* **CONSEGNA**:
Trascrivi senza alcuna modifica il passo del documento di partenza che va da "FdI e la verità" a "la modifica del Pnrr.".

FdI e la verità sulle modifiche al Pnrr: “Non ipotecheremo il futuro dei nostri figli”

Il Pnrr è diventato come la Costituzione: intoccabile. La sinistra lo va ripetendo da giorni, settimane, mesi.

Non importa se, proprio come per la suprema carta, che all’articolo 138 annovera il procedimento di revisione costituzionale, anche il regolamento europeo sull’utilizzo dei fondi del Next Generation Eu (Ngeu), all’articolo 21, preveda espressamente i casi in cui i governi nazionali possono chiedere la modifica del Pnrr.

“Se il piano per la ripresa e la resilienza, compresi i pertinenti traguardi e obiettivi, non può più essere realizzato, in tutto o in parte, dallo Stato membro interessato a causa di circostanze oggettive, lo Stato membro (…) può proporre un piano per la ripresa e la resilienza modificato o un nuovo piano per la ripresa e la resilienza”.

* **VOCI ESTRATTE**:
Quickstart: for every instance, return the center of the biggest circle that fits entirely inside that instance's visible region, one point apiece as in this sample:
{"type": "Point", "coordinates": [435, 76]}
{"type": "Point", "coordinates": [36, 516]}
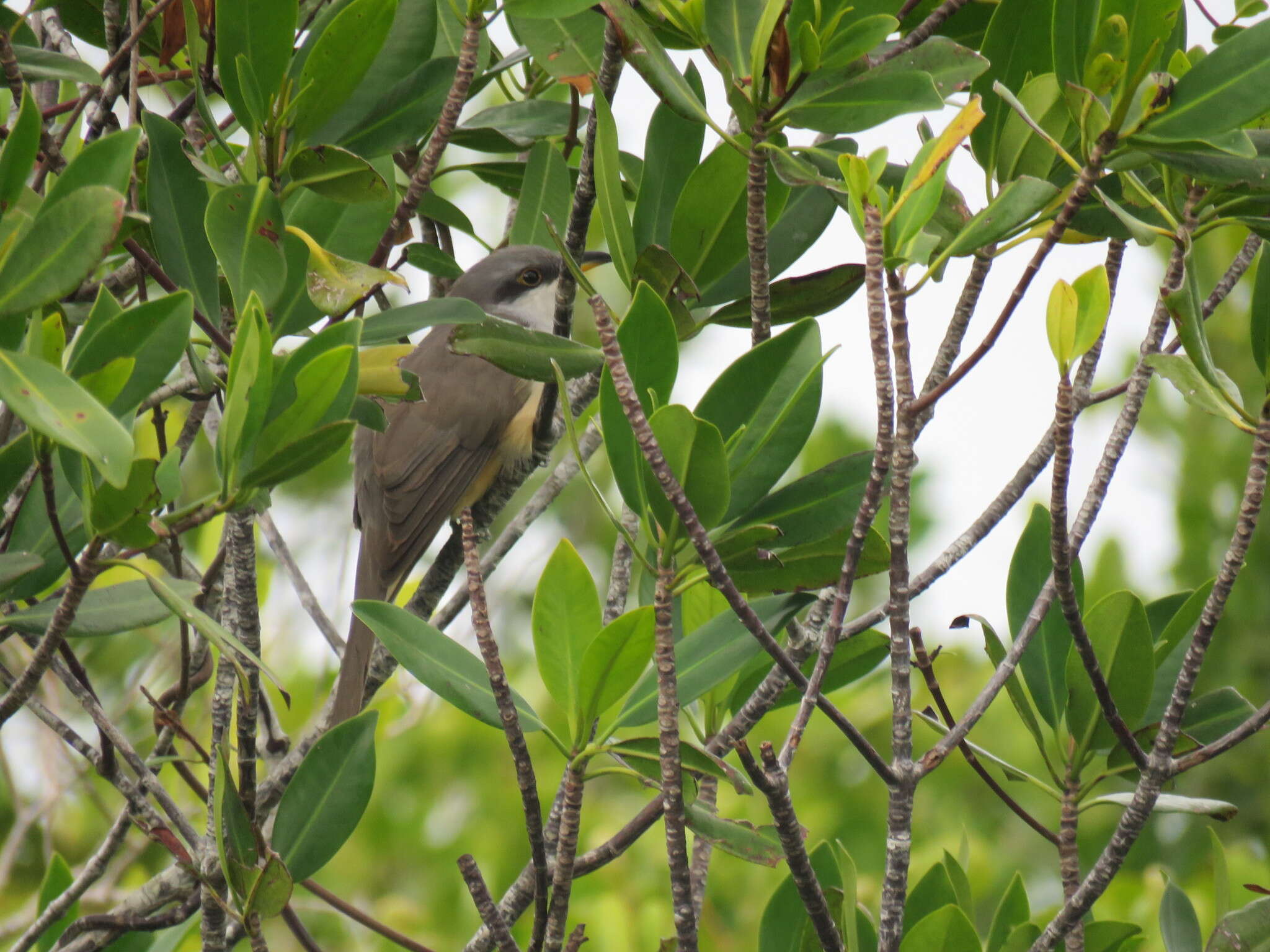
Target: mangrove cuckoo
{"type": "Point", "coordinates": [441, 454]}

* **RISULTATO FINALE**:
FdI e la verità sulle modifiche al Pnrr: “Non ipotecheremo il futuro dei nostri figli”

Il Pnrr è diventato come la Costituzione: intoccabile. La sinistra lo va ripetendo da giorni, settimane, mesi.

Non importa se, proprio come per la suprema carta, che all’articolo 138 annovera il procedimento di revisione costituzionale, anche il regolamento europeo sull’utilizzo dei fondi del Next Generation Eu (Ngeu), all’articolo 21, preveda espressamente i casi in cui i governi nazionali possono chiedere la modifica del Pnrr.